Sort through the entries below and pull out lines containing the word "small".

**Raw data**:
BEGIN

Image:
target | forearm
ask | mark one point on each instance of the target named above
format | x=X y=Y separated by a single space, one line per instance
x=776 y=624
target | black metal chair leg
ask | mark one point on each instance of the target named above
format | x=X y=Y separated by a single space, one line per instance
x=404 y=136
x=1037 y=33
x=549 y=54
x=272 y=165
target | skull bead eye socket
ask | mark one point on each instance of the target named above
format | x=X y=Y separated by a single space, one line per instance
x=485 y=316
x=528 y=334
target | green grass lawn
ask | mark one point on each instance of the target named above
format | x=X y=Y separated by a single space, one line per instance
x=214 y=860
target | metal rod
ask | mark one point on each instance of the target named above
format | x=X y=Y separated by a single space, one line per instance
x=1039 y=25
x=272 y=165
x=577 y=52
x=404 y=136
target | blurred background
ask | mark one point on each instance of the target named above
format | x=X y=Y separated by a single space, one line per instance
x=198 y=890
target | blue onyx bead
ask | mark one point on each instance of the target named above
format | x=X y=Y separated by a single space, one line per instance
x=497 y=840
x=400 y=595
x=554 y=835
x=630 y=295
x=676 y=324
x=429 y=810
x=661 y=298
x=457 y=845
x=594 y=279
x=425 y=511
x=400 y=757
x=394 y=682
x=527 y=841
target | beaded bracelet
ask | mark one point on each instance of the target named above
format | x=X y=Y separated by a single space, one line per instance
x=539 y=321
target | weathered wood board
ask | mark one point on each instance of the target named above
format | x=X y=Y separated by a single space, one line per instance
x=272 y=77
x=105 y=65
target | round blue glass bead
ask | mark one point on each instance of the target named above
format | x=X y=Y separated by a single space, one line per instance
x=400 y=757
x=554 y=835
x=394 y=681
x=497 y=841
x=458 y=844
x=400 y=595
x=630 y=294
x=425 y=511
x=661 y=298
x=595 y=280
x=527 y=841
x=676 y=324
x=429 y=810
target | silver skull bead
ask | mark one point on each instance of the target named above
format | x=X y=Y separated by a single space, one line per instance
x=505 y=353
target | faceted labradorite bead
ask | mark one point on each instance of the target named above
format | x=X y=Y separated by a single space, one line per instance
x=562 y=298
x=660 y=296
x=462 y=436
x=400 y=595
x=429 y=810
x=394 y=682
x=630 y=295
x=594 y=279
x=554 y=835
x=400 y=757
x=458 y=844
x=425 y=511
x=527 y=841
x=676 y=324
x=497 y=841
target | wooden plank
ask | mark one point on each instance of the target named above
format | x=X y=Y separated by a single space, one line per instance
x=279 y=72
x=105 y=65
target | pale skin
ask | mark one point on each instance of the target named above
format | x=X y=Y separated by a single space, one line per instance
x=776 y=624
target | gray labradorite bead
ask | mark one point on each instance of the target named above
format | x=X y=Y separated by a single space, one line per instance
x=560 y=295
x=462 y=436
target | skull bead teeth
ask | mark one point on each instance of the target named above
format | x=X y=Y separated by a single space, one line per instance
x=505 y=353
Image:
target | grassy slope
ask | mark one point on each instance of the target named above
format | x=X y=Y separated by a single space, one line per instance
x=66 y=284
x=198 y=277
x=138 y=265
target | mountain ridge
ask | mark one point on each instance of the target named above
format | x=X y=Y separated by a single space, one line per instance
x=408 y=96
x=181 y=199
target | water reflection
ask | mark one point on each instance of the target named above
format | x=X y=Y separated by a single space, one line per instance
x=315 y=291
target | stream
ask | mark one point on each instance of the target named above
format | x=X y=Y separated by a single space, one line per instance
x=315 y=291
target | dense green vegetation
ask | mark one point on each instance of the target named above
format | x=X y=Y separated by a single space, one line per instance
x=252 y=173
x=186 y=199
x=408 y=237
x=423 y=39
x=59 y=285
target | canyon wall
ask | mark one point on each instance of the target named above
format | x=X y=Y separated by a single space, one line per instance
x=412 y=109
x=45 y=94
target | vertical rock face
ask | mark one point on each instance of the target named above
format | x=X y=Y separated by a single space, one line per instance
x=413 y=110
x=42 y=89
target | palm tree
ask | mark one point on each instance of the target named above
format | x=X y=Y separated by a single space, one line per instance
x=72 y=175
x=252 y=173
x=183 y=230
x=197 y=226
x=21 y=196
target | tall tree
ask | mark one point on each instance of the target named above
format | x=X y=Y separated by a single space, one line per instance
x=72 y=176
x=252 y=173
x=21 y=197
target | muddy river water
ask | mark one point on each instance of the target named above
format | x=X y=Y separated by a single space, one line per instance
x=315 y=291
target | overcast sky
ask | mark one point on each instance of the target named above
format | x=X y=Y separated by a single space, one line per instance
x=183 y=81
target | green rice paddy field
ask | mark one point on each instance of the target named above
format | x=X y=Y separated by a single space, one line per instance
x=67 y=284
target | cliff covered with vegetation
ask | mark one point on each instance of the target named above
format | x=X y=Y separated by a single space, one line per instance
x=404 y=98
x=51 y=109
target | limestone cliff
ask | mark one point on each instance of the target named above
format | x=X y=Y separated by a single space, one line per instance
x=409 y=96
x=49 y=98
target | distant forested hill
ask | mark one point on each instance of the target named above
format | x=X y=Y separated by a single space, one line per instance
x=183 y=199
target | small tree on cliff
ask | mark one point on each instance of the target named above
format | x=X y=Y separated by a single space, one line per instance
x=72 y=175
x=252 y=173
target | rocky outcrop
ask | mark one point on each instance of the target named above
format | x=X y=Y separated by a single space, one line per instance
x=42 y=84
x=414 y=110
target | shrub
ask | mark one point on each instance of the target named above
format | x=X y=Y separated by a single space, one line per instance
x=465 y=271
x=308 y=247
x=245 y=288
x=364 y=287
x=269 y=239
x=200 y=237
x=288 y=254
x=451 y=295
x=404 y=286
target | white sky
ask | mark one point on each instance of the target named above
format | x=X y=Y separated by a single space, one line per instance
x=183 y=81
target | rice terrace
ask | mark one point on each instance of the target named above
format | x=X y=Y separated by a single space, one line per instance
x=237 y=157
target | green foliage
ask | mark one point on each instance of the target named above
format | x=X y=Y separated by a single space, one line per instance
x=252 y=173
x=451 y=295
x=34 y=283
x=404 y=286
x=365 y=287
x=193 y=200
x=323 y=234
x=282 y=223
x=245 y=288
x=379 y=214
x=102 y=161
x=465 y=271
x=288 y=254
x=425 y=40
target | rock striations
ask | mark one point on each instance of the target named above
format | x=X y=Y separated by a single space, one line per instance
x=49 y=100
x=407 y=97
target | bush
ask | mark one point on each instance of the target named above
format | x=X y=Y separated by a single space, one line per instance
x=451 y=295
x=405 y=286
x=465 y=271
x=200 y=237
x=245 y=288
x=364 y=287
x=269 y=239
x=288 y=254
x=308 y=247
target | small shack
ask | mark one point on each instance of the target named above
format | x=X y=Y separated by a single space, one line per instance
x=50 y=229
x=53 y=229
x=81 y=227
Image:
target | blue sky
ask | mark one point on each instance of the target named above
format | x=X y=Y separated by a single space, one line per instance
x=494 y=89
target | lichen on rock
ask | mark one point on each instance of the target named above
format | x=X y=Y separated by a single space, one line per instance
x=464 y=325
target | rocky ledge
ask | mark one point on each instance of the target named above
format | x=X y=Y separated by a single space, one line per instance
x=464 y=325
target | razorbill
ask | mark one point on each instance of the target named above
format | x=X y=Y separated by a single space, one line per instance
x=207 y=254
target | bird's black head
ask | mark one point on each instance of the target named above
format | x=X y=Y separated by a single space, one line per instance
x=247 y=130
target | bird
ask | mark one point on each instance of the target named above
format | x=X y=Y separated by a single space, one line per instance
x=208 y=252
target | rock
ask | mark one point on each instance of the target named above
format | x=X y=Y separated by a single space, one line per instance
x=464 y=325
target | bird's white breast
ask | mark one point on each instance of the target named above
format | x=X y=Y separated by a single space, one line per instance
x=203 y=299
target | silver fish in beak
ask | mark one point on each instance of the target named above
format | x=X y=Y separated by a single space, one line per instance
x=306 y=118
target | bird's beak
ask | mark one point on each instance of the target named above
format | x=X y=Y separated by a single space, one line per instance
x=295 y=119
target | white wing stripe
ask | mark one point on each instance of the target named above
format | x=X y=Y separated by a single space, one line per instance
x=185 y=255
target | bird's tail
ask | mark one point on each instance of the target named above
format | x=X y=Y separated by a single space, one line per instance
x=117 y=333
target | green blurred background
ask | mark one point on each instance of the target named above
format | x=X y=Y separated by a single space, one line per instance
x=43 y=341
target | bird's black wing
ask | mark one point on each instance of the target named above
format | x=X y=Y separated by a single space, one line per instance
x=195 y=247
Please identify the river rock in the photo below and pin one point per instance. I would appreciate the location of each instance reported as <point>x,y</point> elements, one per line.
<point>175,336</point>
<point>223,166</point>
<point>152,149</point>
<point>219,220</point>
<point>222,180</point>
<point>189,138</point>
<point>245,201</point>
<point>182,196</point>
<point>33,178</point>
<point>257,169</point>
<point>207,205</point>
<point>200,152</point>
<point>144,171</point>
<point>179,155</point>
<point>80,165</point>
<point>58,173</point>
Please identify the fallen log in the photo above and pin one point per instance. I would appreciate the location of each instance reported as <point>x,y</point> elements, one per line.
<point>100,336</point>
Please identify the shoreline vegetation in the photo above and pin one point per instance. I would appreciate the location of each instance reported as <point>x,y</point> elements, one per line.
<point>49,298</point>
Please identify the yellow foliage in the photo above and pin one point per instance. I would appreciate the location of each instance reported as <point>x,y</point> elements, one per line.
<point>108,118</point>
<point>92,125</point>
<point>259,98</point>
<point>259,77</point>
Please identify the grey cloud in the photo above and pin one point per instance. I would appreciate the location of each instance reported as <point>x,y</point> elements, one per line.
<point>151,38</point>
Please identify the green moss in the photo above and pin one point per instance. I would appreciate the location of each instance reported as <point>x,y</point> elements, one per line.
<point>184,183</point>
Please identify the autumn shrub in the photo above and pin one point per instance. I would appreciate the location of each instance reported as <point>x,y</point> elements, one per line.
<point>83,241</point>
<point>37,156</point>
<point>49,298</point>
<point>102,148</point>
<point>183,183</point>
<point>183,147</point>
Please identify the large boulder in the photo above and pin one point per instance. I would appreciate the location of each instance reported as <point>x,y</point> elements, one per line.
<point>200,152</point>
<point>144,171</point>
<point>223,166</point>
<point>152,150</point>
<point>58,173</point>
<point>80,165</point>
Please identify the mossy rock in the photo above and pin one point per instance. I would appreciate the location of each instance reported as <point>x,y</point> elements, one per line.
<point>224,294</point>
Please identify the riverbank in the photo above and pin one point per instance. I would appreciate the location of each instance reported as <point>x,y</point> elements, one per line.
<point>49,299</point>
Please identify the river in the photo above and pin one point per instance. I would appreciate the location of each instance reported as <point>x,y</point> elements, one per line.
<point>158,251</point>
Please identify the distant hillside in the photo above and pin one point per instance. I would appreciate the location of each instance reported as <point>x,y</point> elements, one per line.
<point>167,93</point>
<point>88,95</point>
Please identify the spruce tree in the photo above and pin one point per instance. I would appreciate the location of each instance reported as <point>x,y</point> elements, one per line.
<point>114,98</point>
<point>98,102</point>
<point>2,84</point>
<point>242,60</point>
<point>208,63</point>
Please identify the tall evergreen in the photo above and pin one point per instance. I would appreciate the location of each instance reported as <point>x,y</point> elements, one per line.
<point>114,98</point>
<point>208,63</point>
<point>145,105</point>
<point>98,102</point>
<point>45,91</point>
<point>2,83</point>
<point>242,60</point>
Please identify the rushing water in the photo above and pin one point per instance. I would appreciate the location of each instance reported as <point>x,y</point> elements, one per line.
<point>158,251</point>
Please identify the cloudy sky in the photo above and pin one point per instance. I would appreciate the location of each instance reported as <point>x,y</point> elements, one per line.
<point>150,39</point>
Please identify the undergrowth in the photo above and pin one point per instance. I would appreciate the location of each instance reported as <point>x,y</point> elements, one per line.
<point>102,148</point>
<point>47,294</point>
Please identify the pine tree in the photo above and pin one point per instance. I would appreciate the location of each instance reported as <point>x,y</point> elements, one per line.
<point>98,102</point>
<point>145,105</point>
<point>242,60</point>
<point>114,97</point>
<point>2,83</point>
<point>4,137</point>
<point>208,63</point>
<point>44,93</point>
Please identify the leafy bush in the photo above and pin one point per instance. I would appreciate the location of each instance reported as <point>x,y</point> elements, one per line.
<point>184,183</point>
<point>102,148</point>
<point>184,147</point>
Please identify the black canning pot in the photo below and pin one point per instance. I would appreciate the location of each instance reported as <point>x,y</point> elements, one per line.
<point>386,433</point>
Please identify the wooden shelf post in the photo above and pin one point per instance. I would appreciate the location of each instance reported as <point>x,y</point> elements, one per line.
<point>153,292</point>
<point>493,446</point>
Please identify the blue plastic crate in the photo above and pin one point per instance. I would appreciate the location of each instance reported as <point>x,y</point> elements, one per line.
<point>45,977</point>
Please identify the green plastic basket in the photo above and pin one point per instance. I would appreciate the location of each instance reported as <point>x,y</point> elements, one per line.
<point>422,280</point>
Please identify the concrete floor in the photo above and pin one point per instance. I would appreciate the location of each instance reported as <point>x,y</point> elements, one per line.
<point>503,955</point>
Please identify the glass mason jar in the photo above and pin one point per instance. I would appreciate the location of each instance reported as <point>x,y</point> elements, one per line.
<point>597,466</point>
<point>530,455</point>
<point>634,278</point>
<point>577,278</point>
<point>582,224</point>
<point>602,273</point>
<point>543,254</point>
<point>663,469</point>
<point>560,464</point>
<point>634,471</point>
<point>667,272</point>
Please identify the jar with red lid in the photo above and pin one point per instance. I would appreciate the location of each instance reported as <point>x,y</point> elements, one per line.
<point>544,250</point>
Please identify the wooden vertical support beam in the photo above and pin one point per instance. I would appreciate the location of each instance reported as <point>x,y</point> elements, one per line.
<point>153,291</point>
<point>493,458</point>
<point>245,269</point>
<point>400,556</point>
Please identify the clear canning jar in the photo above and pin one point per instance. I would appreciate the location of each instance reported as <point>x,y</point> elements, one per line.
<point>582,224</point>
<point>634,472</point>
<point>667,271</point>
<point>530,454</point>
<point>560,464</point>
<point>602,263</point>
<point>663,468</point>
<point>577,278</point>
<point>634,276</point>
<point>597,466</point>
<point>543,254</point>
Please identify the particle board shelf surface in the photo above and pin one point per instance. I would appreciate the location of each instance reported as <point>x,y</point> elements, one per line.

END

**Output of the task**:
target | small tree on cliff
target | small shack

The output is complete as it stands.